### Assigned task:
Scan the records for lines with the word "accurate", and copy every such line.

[Collected data]
=-=-=

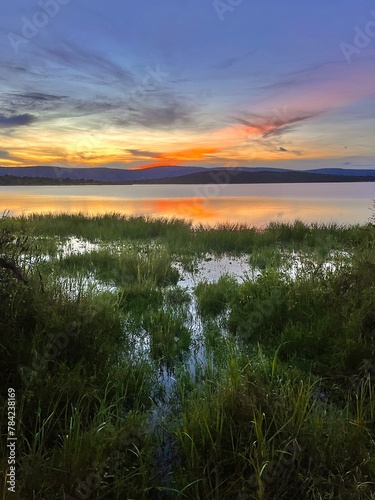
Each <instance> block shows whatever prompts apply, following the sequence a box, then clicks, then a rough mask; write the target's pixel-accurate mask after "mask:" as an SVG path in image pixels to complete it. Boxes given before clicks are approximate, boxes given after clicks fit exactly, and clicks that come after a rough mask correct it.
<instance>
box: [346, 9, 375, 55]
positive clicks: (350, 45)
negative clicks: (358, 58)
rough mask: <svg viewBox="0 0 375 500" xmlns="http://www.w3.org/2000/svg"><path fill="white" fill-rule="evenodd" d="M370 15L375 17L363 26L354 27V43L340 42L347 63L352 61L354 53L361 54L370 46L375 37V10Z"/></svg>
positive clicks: (368, 21)
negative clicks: (365, 24)
mask: <svg viewBox="0 0 375 500" xmlns="http://www.w3.org/2000/svg"><path fill="white" fill-rule="evenodd" d="M370 15H371V16H372V17H373V19H371V20H370V21H368V22H367V23H366V25H365V26H363V28H360V27H359V26H355V27H354V38H353V40H352V43H347V42H341V43H340V49H341V51H342V53H343V55H344V57H345V60H346V62H347V63H351V62H352V57H353V55H354V54H356V55H359V54H360V53H361V52H362V50H364V49H365V48H366V47H368V45H369V44H370V42H371V40H372V39H373V38H375V10H372V11H371V12H370Z"/></svg>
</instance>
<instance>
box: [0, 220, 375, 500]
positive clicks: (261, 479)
mask: <svg viewBox="0 0 375 500" xmlns="http://www.w3.org/2000/svg"><path fill="white" fill-rule="evenodd" d="M31 231H33V232H34V235H33V236H32V235H31ZM73 235H74V236H77V237H81V238H86V239H89V240H90V241H94V240H95V241H96V240H98V243H99V249H97V250H95V251H92V252H87V253H85V254H83V255H70V256H64V255H60V254H59V252H58V251H57V249H58V248H59V244H60V242H61V238H67V237H69V236H73ZM109 241H111V242H112V241H116V242H117V243H116V244H115V245H111V246H108V245H107V246H106V247H105V246H104V245H103V243H104V242H107V243H108V242H109ZM17 242H18V244H17ZM374 242H375V231H374V228H373V225H371V224H369V225H367V226H363V227H359V226H354V227H342V226H335V225H328V226H318V225H305V224H302V223H301V222H296V223H295V224H293V225H286V224H271V225H269V226H268V227H267V228H265V229H264V230H263V231H256V230H254V229H253V228H251V227H237V226H236V227H234V226H221V227H218V228H214V229H210V230H207V229H206V228H203V227H198V228H193V227H192V226H191V225H190V224H187V223H184V222H181V221H154V220H152V221H151V220H147V219H144V218H127V217H122V216H118V215H112V216H100V217H92V218H89V219H88V218H85V217H84V216H83V215H77V216H67V215H61V216H52V215H51V216H32V217H28V218H26V217H24V218H22V217H21V218H16V219H13V218H4V219H0V257H1V258H2V259H3V260H5V261H6V263H7V265H8V267H6V266H5V267H4V266H3V267H1V268H0V368H1V372H2V389H3V390H2V391H1V396H0V400H1V404H3V405H4V407H5V404H6V401H5V395H6V393H7V388H8V387H14V388H15V389H16V391H17V407H16V409H17V436H18V440H17V481H18V486H17V488H18V489H17V494H16V495H15V496H14V498H16V499H17V500H18V499H20V500H21V499H22V500H23V499H28V498H30V499H34V498H48V499H51V500H54V499H62V498H66V499H68V498H72V497H73V498H98V499H102V498H108V499H109V498H111V499H112V498H113V499H122V498H151V499H152V498H155V499H158V498H171V499H172V498H181V499H183V498H185V499H192V500H196V499H198V498H207V499H210V498H211V499H233V498H234V499H238V500H240V499H253V498H254V499H264V500H265V499H282V498H288V499H297V498H298V499H306V500H307V499H311V498H316V499H318V498H327V499H328V498H332V499H333V498H343V499H345V498H347V499H358V500H360V499H366V498H369V499H370V498H372V497H373V491H374V486H375V453H374V447H373V442H374V440H375V428H374V418H375V410H374V407H375V406H374V404H375V389H374V384H375V368H374V367H375V350H374V345H375V343H374V340H375V337H374V336H375V330H374V325H375V317H374V311H375V292H374V282H375V253H374ZM19 243H22V245H20V244H19ZM332 249H337V250H349V251H350V254H351V258H350V259H349V262H348V263H347V264H346V263H345V264H344V265H342V266H338V268H337V270H336V271H335V272H334V273H333V272H326V271H325V270H324V268H323V267H322V266H321V265H319V263H318V262H316V261H317V255H320V257H321V258H323V257H324V256H325V255H327V254H328V253H329V252H330V251H331V250H332ZM288 250H293V251H299V252H301V253H302V252H305V253H306V254H307V256H308V258H309V259H310V260H311V262H312V263H313V264H311V265H309V264H307V265H305V266H304V267H303V268H301V271H300V272H299V273H298V274H297V276H296V277H295V278H293V279H292V278H291V277H288V275H287V274H286V273H283V272H281V271H280V264H281V266H282V265H283V262H284V260H283V255H285V253H286V254H287V253H288ZM205 252H211V253H215V252H216V253H220V252H246V253H247V254H248V255H249V261H250V262H252V263H253V265H254V266H257V267H258V268H260V269H261V270H262V272H261V273H260V275H259V276H258V277H257V278H256V279H254V280H250V279H248V280H245V281H244V282H243V283H240V284H237V283H236V282H235V281H234V280H232V279H231V278H230V277H228V276H226V277H223V278H221V279H220V280H219V282H218V283H212V284H208V283H201V284H199V285H198V286H197V288H196V289H195V297H191V296H189V294H188V292H186V291H184V290H182V289H180V288H178V287H176V283H177V280H178V273H177V271H176V270H175V266H174V265H173V262H174V260H175V259H176V258H181V259H183V260H184V259H185V261H188V260H189V259H191V257H192V256H197V255H199V254H204V253H205ZM47 253H48V254H49V255H50V259H49V261H46V260H45V259H44V255H45V254H47ZM88 275H89V276H94V278H95V279H96V280H98V281H97V283H99V280H100V282H105V283H109V282H110V283H112V285H113V287H114V289H113V290H112V291H105V292H104V291H101V289H100V288H99V286H97V288H95V286H96V285H95V283H96V282H95V279H94V281H93V283H94V286H93V287H91V288H90V289H85V288H84V278H85V277H87V276H88ZM66 277H70V278H71V279H72V280H74V279H76V278H77V277H79V279H80V280H81V281H80V282H78V284H77V291H76V292H75V293H72V291H69V290H67V289H66V288H64V286H63V281H62V278H66ZM195 298H196V304H197V307H198V311H197V314H198V316H199V318H198V319H200V320H202V322H201V323H200V324H201V325H203V327H202V329H203V331H202V332H199V335H198V334H196V332H194V331H192V330H191V328H190V327H188V326H187V325H189V322H188V308H189V306H190V307H193V305H194V303H195V302H192V303H191V302H190V301H194V300H195ZM192 304H193V305H192ZM192 310H193V309H192ZM143 343H144V344H145V346H143V345H142V344H143ZM142 347H145V349H144V350H143V351H142ZM166 366H167V368H168V374H169V375H168V376H169V380H170V383H171V384H172V387H173V388H174V389H173V390H171V395H169V396H168V395H166V394H164V396H165V397H162V396H160V395H163V393H165V392H166V387H165V385H163V381H161V378H160V376H159V373H160V368H162V369H165V367H166ZM161 404H165V405H166V406H165V408H164V410H165V411H163V412H161V411H160V405H161ZM155 415H159V417H158V418H159V422H158V424H157V425H156V426H155V425H152V422H153V418H154V419H155ZM160 427H162V428H164V431H165V432H164V433H160V432H157V431H156V429H160ZM0 428H1V435H2V439H1V444H0V451H1V459H0V465H1V467H0V469H1V471H0V473H1V476H2V477H4V476H5V471H6V467H7V461H6V457H7V450H6V436H7V419H6V414H5V413H4V414H2V415H1V417H0ZM168 450H169V451H168ZM167 451H168V453H169V455H168V456H170V457H172V458H171V459H169V460H170V463H169V464H168V466H165V465H164V461H166V460H167V458H168V457H167V456H166V454H167ZM4 491H5V490H4V485H3V486H2V490H1V492H2V495H4V493H3V492H4Z"/></svg>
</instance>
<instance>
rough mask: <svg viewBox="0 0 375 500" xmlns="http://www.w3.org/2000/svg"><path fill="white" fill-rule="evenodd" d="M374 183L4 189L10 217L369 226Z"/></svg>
mask: <svg viewBox="0 0 375 500" xmlns="http://www.w3.org/2000/svg"><path fill="white" fill-rule="evenodd" d="M374 198H375V183H340V184H336V183H332V184H256V185H255V184H252V185H251V184H242V185H233V184H232V185H217V184H215V185H177V186H173V185H165V186H164V185H159V186H10V187H0V210H1V212H3V211H5V210H10V213H11V215H20V214H29V213H32V212H35V213H46V212H60V213H61V212H65V213H77V212H84V213H88V214H103V213H108V212H119V213H122V214H129V215H147V216H153V217H154V216H155V217H158V216H159V217H160V216H162V217H179V218H185V219H190V220H193V221H194V222H197V223H198V222H201V223H204V224H215V223H218V222H224V221H229V222H246V223H250V224H253V225H255V226H258V227H260V226H262V225H264V224H267V223H268V222H270V221H293V220H295V219H301V220H304V221H306V222H332V221H334V222H338V223H340V224H354V223H365V222H367V221H368V220H369V217H370V216H371V213H372V212H371V211H370V208H372V206H373V199H374Z"/></svg>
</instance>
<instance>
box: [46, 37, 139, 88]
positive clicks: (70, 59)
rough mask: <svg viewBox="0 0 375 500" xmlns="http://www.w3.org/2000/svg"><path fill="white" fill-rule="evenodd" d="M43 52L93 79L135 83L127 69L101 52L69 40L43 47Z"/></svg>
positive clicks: (80, 72)
mask: <svg viewBox="0 0 375 500" xmlns="http://www.w3.org/2000/svg"><path fill="white" fill-rule="evenodd" d="M45 52H46V53H47V55H48V58H49V59H50V60H52V62H54V63H58V64H60V65H61V66H64V67H66V68H69V69H71V70H72V69H73V70H75V71H78V72H79V73H84V74H88V75H89V76H90V77H92V78H94V79H97V80H104V81H105V82H106V83H113V82H114V81H120V82H121V85H124V86H130V85H133V84H134V83H135V82H134V76H133V74H132V73H131V72H130V71H129V70H127V69H125V68H122V67H121V66H119V65H118V64H116V63H114V62H112V61H111V60H110V59H109V58H107V57H104V56H103V55H101V54H98V53H93V52H89V51H87V50H84V49H81V48H80V47H78V46H76V45H74V44H72V43H70V42H69V43H68V42H64V43H60V44H58V45H57V46H56V47H52V48H48V49H45ZM76 76H77V75H76Z"/></svg>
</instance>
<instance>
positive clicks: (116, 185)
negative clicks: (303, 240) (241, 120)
mask: <svg viewBox="0 0 375 500" xmlns="http://www.w3.org/2000/svg"><path fill="white" fill-rule="evenodd" d="M332 182H333V183H343V182H346V183H348V182H375V176H374V177H370V176H366V177H365V176H342V175H328V174H304V173H303V174H301V173H297V175H293V174H292V175H289V172H288V173H277V174H274V173H273V172H272V173H271V172H267V173H266V175H264V174H263V175H260V174H247V175H243V176H241V174H240V175H237V176H233V177H228V178H227V179H226V182H222V184H312V183H332ZM162 184H164V185H170V184H176V185H183V184H186V185H188V184H198V185H199V184H221V183H220V182H215V180H214V179H212V178H210V176H209V175H204V176H199V175H198V176H197V174H192V175H188V176H181V177H167V178H161V179H147V180H137V181H132V182H130V181H117V182H110V181H99V180H95V179H83V178H81V179H72V178H70V177H67V178H61V177H60V178H50V177H26V176H22V177H19V176H12V175H3V176H0V186H5V187H6V186H122V185H123V186H129V185H162Z"/></svg>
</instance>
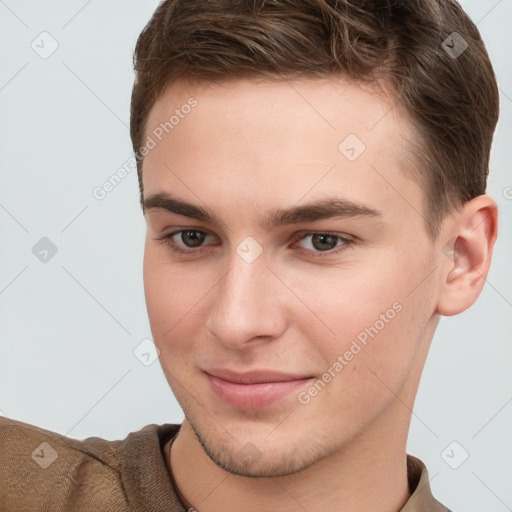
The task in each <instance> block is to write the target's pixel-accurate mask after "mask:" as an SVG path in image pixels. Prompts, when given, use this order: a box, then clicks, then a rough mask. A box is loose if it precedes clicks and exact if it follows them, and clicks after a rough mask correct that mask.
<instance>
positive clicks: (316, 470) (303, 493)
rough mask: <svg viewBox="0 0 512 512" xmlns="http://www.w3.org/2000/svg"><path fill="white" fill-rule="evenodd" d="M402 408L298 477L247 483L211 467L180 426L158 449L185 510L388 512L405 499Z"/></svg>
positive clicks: (375, 425) (403, 429)
mask: <svg viewBox="0 0 512 512" xmlns="http://www.w3.org/2000/svg"><path fill="white" fill-rule="evenodd" d="M392 409H395V410H392ZM404 409H406V408H405V407H404V405H403V402H401V401H399V400H397V401H396V402H395V403H394V404H393V406H392V407H391V408H390V409H389V410H388V411H387V412H386V413H385V414H383V415H382V416H381V417H380V418H379V419H378V420H377V421H376V422H375V423H374V424H372V425H370V426H369V427H368V428H367V430H366V431H365V432H364V433H363V434H362V435H360V436H359V438H358V439H356V440H354V441H353V442H351V443H350V445H348V446H346V447H344V448H343V449H342V450H340V451H339V452H336V453H334V454H332V455H331V456H329V457H327V458H325V459H323V460H321V461H319V462H317V463H316V464H314V465H313V466H310V467H309V468H307V469H305V470H303V471H301V472H299V473H295V474H292V475H288V476H284V477H276V478H247V477H242V476H238V475H233V474H231V473H228V472H226V471H225V470H223V469H222V468H220V467H218V466H217V465H216V464H215V463H214V462H213V461H212V460H211V459H210V458H209V457H208V455H207V454H206V453H205V451H204V449H203V447H202V446H201V444H200V443H199V441H198V440H197V438H196V436H195V434H194V433H193V431H192V429H191V427H190V425H189V424H188V422H187V421H186V420H185V421H184V422H183V425H182V427H181V429H180V432H179V434H178V435H177V437H176V439H175V441H174V443H173V445H172V450H170V446H169V445H168V446H166V450H167V454H168V460H169V459H170V465H171V467H172V474H173V478H174V481H175V486H176V488H177V492H178V496H179V498H180V499H181V501H182V503H183V504H184V505H185V506H186V508H187V509H192V510H193V509H197V510H198V511H199V512H214V511H218V510H223V511H225V512H235V511H239V510H244V511H246V512H257V511H261V510H273V511H275V512H296V511H297V510H298V509H302V510H308V512H324V511H325V510H333V511H334V510H343V512H356V511H361V510H365V511H367V512H396V511H397V510H400V509H401V508H402V507H403V506H404V504H405V503H406V501H407V500H408V499H409V497H410V492H409V486H408V480H407V464H406V442H407V431H408V427H409V421H405V422H402V424H399V426H398V425H397V421H396V415H397V414H400V413H401V414H403V410H404ZM408 418H409V420H410V414H409V416H408ZM169 452H170V453H169ZM182 461H187V463H186V464H183V462H182Z"/></svg>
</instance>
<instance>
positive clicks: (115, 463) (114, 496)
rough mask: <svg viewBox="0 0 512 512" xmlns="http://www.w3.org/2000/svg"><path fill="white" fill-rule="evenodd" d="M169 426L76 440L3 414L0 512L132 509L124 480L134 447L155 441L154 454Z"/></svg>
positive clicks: (0, 429) (0, 453) (124, 479)
mask: <svg viewBox="0 0 512 512" xmlns="http://www.w3.org/2000/svg"><path fill="white" fill-rule="evenodd" d="M165 426H170V425H164V426H158V425H148V426H146V427H144V428H143V429H142V430H140V431H137V432H133V433H130V434H129V435H128V436H127V438H126V439H124V440H116V441H109V440H106V439H102V438H99V437H89V438H87V439H84V440H77V439H72V438H69V437H66V436H64V435H61V434H58V433H56V432H52V431H50V430H46V429H43V428H40V427H37V426H35V425H31V424H28V423H24V422H22V421H18V420H14V419H8V418H5V417H0V481H1V482H2V485H1V486H0V512H4V511H9V512H14V511H17V510H20V511H21V510H23V511H27V512H28V511H36V510H52V511H55V512H60V511H64V510H65V511H70V510H80V511H84V512H85V511H89V510H90V511H92V510H115V511H116V512H123V511H125V510H126V511H128V510H132V508H131V503H130V496H129V493H128V494H127V492H126V481H125V480H126V471H125V469H126V465H127V462H126V461H127V458H128V457H127V456H128V454H129V453H130V450H129V449H130V446H131V445H132V444H135V445H139V446H140V445H141V443H142V444H144V443H145V444H146V445H147V444H148V443H149V444H151V443H153V444H152V446H154V447H155V453H156V447H157V446H158V439H159V437H158V436H159V429H162V428H163V427H165ZM128 464H132V465H133V461H129V460H128Z"/></svg>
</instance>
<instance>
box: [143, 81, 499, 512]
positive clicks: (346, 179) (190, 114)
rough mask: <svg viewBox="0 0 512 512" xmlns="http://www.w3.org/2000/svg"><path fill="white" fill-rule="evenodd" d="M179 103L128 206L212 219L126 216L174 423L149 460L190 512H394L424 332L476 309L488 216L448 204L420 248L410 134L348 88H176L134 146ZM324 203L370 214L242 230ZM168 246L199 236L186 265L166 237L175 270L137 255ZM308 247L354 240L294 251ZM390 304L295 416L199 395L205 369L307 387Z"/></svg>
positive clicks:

=-=-=

### Answer box:
Each <instance> block shows whatever prompts apply, following the sequence a box, then clicks, then a rough mask; write the target's pixel-accurate mask after "mask:" as an SVG path in image pixels to complete it. Boxes given before clicks are approximate, boxes given after clicks fit exactly, and clicks that come after a rough mask correct it.
The task in each <instance> block is to write the target's pixel-accurate mask after "mask:" as an SVG path in image pixels. Prompts, when given, use this order: a box, then clicks, then a rough mask. A box is loose if it precedes clicks and exact if it follows them, and clicks after a rough mask correct that mask.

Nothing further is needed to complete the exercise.